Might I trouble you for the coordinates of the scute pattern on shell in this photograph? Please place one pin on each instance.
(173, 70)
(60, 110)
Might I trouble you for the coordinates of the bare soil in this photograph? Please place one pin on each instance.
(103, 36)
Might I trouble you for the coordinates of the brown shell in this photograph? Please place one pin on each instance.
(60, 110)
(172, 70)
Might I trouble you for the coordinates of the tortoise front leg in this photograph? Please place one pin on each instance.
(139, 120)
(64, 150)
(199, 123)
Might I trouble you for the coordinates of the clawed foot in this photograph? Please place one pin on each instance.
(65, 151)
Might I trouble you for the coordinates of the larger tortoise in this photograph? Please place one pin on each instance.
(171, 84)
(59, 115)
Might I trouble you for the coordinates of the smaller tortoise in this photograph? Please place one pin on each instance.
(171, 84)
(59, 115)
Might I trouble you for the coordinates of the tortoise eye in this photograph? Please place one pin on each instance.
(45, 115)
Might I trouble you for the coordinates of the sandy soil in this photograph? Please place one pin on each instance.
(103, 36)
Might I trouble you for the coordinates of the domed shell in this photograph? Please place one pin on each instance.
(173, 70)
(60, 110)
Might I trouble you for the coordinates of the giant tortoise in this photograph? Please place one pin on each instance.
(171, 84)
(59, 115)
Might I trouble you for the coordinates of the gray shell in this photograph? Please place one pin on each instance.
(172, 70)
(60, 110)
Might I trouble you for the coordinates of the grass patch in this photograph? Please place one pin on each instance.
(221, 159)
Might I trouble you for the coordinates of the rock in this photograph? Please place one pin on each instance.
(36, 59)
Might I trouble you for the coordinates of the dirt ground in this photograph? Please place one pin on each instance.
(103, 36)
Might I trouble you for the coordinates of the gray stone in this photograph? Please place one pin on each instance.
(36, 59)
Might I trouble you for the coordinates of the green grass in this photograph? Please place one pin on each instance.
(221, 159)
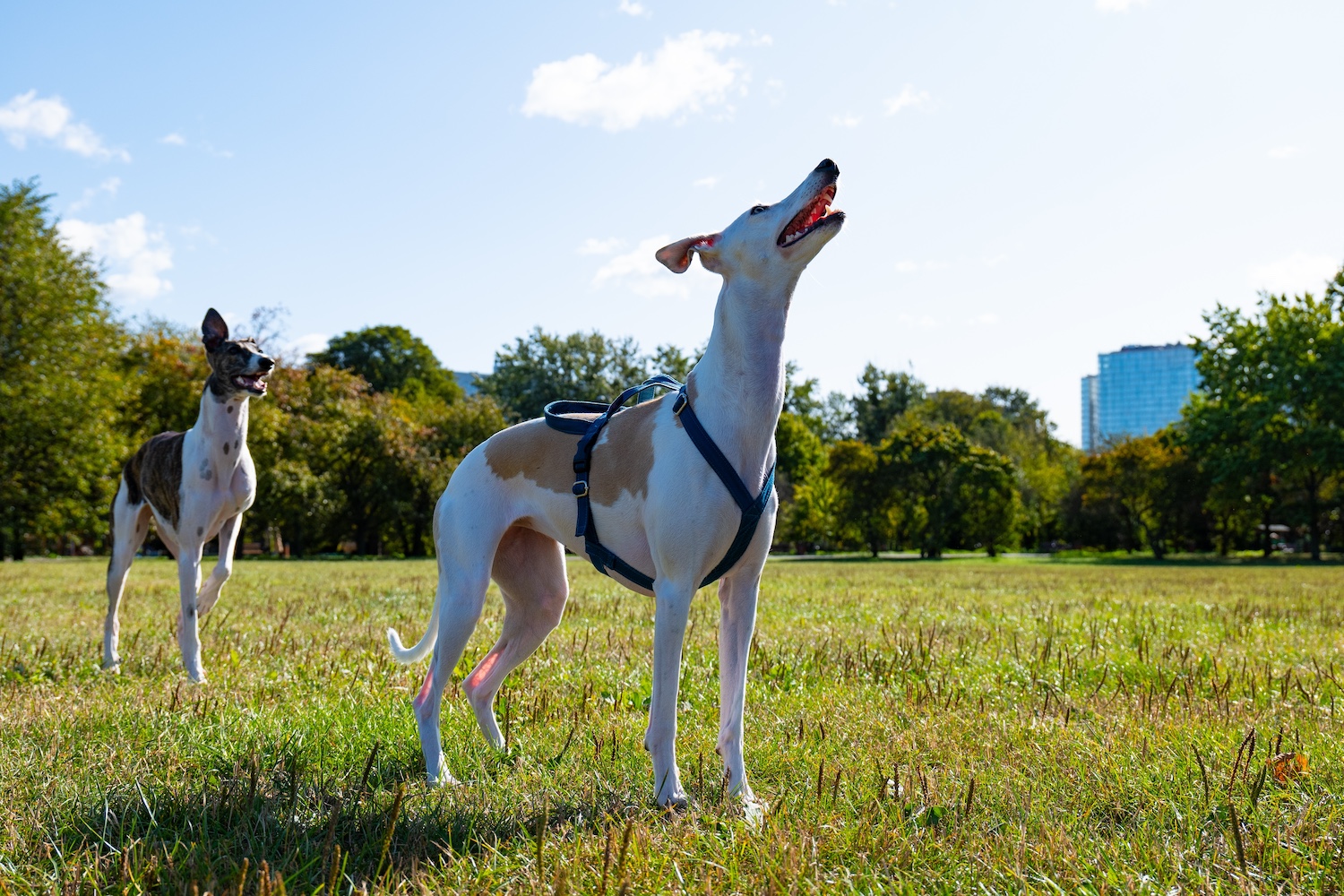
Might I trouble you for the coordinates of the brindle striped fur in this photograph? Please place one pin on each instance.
(155, 474)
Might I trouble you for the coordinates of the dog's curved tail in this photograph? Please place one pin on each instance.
(421, 649)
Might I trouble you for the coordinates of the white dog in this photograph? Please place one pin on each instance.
(196, 485)
(510, 508)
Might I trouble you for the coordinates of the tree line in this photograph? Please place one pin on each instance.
(355, 443)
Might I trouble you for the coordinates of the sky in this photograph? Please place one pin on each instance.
(1027, 183)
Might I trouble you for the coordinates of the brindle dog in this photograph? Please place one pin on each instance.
(195, 485)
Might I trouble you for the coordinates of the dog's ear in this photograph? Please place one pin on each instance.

> **SHORT PROBLEM**: Rewrite the lines from the line with "Might I trouble you for the coordinates of the white" to the line with "(1027, 183)", both included, keeping the request lines as they are. Scale every pin coordinate in the answers by 1.1 and round to whole numbers, with halves going up.

> **RESULT**:
Might I trouble you for the coordinates of the white dog in this photograph? Please place one pin on each instance.
(216, 534)
(561, 559)
Might I trouble you for the coordinates of the tree line in this photograph? Please place one pin on each instance.
(391, 487)
Might I trouble you for the coordinates of the sky in this photograph? Please place one pin on each instance.
(1130, 201)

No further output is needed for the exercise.